**TASK GOAL**
Below are records to be output exactly, every one of them.

Rows from a pointing dataset
Begin

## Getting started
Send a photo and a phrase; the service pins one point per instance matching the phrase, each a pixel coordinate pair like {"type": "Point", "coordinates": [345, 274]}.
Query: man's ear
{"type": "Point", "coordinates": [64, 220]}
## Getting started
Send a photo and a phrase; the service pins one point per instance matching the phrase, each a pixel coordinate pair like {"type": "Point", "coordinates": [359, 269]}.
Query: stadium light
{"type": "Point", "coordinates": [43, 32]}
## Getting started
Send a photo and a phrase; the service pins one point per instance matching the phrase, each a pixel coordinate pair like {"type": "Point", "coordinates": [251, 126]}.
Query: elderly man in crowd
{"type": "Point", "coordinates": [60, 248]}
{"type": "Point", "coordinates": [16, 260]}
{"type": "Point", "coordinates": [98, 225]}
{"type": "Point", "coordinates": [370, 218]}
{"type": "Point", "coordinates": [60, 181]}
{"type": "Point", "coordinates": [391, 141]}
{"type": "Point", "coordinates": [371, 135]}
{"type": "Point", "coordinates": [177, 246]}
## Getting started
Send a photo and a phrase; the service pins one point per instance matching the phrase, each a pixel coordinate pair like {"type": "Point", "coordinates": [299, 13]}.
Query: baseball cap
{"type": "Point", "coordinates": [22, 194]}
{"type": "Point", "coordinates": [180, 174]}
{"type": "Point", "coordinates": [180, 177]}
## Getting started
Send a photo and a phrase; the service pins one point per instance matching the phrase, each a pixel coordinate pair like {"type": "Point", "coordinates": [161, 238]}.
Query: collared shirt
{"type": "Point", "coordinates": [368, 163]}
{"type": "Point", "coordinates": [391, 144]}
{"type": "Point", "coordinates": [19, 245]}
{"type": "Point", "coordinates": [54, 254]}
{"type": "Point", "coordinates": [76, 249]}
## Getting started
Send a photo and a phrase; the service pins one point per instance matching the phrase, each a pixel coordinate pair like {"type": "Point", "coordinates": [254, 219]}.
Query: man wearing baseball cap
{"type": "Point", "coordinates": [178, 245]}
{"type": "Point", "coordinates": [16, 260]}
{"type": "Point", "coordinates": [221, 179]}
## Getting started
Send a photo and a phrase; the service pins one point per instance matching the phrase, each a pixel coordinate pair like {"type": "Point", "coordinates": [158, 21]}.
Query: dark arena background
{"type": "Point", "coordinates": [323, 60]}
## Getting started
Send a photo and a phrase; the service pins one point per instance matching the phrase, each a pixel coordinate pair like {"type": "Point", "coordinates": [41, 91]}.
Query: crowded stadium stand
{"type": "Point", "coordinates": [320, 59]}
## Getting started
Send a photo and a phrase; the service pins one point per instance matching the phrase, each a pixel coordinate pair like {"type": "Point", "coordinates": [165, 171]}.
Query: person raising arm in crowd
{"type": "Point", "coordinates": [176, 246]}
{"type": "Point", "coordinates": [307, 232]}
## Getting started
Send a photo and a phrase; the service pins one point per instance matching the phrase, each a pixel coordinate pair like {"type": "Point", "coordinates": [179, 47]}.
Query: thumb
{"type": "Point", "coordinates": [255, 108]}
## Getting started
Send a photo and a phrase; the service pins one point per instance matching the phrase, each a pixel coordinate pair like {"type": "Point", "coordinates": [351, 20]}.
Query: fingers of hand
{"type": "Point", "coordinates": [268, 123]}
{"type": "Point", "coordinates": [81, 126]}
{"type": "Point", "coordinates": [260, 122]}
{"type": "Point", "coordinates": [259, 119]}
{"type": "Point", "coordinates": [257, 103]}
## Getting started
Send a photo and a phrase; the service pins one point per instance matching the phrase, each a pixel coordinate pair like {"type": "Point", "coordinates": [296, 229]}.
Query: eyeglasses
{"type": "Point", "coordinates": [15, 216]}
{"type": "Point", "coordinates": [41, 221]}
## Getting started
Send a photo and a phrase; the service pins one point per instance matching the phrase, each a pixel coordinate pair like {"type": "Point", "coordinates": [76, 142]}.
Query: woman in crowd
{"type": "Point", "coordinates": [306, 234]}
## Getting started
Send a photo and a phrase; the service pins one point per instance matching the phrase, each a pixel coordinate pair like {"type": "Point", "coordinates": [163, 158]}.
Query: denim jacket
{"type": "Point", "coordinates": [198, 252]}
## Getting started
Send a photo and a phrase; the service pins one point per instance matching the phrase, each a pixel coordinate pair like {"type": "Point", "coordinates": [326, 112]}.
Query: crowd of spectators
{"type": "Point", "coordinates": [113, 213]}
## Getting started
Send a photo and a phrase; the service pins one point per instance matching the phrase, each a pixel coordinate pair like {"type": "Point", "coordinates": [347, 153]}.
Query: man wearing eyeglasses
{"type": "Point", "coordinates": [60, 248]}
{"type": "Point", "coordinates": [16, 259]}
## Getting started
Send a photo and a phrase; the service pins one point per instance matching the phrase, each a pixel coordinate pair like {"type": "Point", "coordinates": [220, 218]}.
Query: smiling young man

End

**SOLUTION**
## Getting started
Send a photo and a phrase; the service pins one point per instance matching the phrase, each a pixel coordinate pair like {"type": "Point", "coordinates": [345, 274]}.
Query: man's ear
{"type": "Point", "coordinates": [64, 220]}
## Getting started
Send a photo and a phrase; the service pins one point per instance matching the phrase, each a pixel coordinate pair like {"type": "Point", "coordinates": [359, 269]}.
Query: stadium light
{"type": "Point", "coordinates": [43, 32]}
## Getting started
Send a photo and a phrase; the service pins one point per instance matching the phrase, each a pixel coordinate pair like {"type": "Point", "coordinates": [251, 126]}.
Query: elderly man in crowd
{"type": "Point", "coordinates": [60, 248]}
{"type": "Point", "coordinates": [16, 260]}
{"type": "Point", "coordinates": [98, 225]}
{"type": "Point", "coordinates": [370, 218]}
{"type": "Point", "coordinates": [60, 181]}
{"type": "Point", "coordinates": [391, 141]}
{"type": "Point", "coordinates": [371, 135]}
{"type": "Point", "coordinates": [177, 246]}
## Getting started
Send a photo and a phrase; the service pins one point per instance matching the phrase, each a pixel coordinate pair like {"type": "Point", "coordinates": [299, 13]}.
Query: baseball cap
{"type": "Point", "coordinates": [22, 194]}
{"type": "Point", "coordinates": [180, 174]}
{"type": "Point", "coordinates": [180, 177]}
## Getting started
Send a photo and a phrase; the service pins one point per instance matching the phrase, each a pixel coordinate pair like {"type": "Point", "coordinates": [161, 238]}.
Query: collared shirt
{"type": "Point", "coordinates": [368, 163]}
{"type": "Point", "coordinates": [391, 144]}
{"type": "Point", "coordinates": [19, 245]}
{"type": "Point", "coordinates": [54, 254]}
{"type": "Point", "coordinates": [76, 249]}
## Getting started
Send a photo and a phrase; the service pins one point per instance matching the phrase, each a pixel coordinate pair like {"type": "Point", "coordinates": [254, 219]}.
Query: man wearing baseball cap
{"type": "Point", "coordinates": [178, 245]}
{"type": "Point", "coordinates": [16, 260]}
{"type": "Point", "coordinates": [221, 179]}
## Getting started
Send a photo and a phrase; the service pins one point per instance matching the phrase, each a pixel coordinate pair like {"type": "Point", "coordinates": [158, 21]}.
Query: dark arena background
{"type": "Point", "coordinates": [323, 60]}
## Getting started
Send a photo and a phrase; the service pins one point per instance matching the phrase, each a pixel coordinate pair like {"type": "Point", "coordinates": [41, 91]}.
Query: crowded stadium stand
{"type": "Point", "coordinates": [320, 59]}
## Getting started
Send a photo and a phrase; the service pins one point per instance matching the phrase, each a pixel coordinate pair like {"type": "Point", "coordinates": [165, 171]}.
Query: person raising arm in crowd
{"type": "Point", "coordinates": [176, 246]}
{"type": "Point", "coordinates": [307, 232]}
## Getting started
Send a photo and a phrase; the service pins one point per instance matching the phrase, each a pixel coordinate pair like {"type": "Point", "coordinates": [179, 47]}.
Query: thumb
{"type": "Point", "coordinates": [255, 108]}
## Getting started
Send a photo and a phrase; the service pins one point per instance matching the phrase, each a pixel coordinate pair like {"type": "Point", "coordinates": [351, 20]}.
Query: fingers of hand
{"type": "Point", "coordinates": [268, 123]}
{"type": "Point", "coordinates": [81, 126]}
{"type": "Point", "coordinates": [260, 122]}
{"type": "Point", "coordinates": [259, 119]}
{"type": "Point", "coordinates": [257, 103]}
## Getting started
Send a photo and a phrase; the service pins one point per instance matching the phrase, each a pixel coordinate pair like {"type": "Point", "coordinates": [296, 229]}.
Query: eyeglasses
{"type": "Point", "coordinates": [15, 216]}
{"type": "Point", "coordinates": [41, 221]}
## Getting started
Send a photo and a phrase; the service pins one point per instance matching the phrase, each a pixel coordinate pair like {"type": "Point", "coordinates": [76, 142]}.
Query: woman in crowd
{"type": "Point", "coordinates": [306, 234]}
## Getting started
Send a photo and a phrase; the service pins one point per instance matching the phrase, each a pixel coordinate pair like {"type": "Point", "coordinates": [163, 158]}.
Query: denim jacket
{"type": "Point", "coordinates": [198, 252]}
## Getting started
Send a photo and a phrase; the service pins one point per instance matching the phrase, each a pixel coordinate pair like {"type": "Point", "coordinates": [326, 112]}.
Query: crowd of spectators
{"type": "Point", "coordinates": [113, 213]}
## Getting started
Send a photo and a phrase; the service pins one point per instance matching the phrase, each a pixel coordinate pair like {"type": "Point", "coordinates": [347, 153]}.
Query: man wearing eyeglasses
{"type": "Point", "coordinates": [60, 248]}
{"type": "Point", "coordinates": [16, 259]}
## Getting started
Send a photo and a phrase; the service pins one point per instance matching the phrase, each a pixel coordinate pair like {"type": "Point", "coordinates": [220, 218]}.
Query: smiling young man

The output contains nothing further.